WORK TO DO:
Reproduce the lines of each item, renaming "Outlines" to "Contours" and changing nothing else.

--- START DATASET ROWS ---

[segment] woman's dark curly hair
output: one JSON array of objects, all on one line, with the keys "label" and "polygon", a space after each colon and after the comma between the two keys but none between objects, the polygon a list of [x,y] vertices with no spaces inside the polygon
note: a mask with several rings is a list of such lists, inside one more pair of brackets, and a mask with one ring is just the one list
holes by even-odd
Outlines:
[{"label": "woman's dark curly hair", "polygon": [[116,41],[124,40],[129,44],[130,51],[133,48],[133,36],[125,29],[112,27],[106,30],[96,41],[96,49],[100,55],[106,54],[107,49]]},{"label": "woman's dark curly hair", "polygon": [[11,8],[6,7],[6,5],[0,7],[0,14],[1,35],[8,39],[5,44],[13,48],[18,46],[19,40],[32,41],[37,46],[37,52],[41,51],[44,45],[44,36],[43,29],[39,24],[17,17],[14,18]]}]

--- END DATASET ROWS ---

TASK OUTPUT:
[segment] woman's dark curly hair
output: one JSON array of objects, all on one line, with the keys "label" and "polygon", a space after each colon and after the comma between the two keys but none between objects, the polygon a list of [x,y] vertices with no spaces inside the polygon
note: a mask with several rings is a list of such lists, inside one more pair of brackets, and a mask with one ring is just the one list
holes by even-odd
Contours:
[{"label": "woman's dark curly hair", "polygon": [[116,41],[124,40],[129,44],[130,51],[133,48],[133,36],[125,29],[112,27],[106,30],[96,41],[96,49],[100,55],[106,54],[107,49]]},{"label": "woman's dark curly hair", "polygon": [[11,8],[6,7],[6,5],[0,7],[0,14],[1,35],[8,39],[5,44],[13,48],[18,46],[19,40],[32,41],[37,46],[37,52],[41,51],[44,45],[44,36],[43,29],[39,24],[17,17],[14,18]]}]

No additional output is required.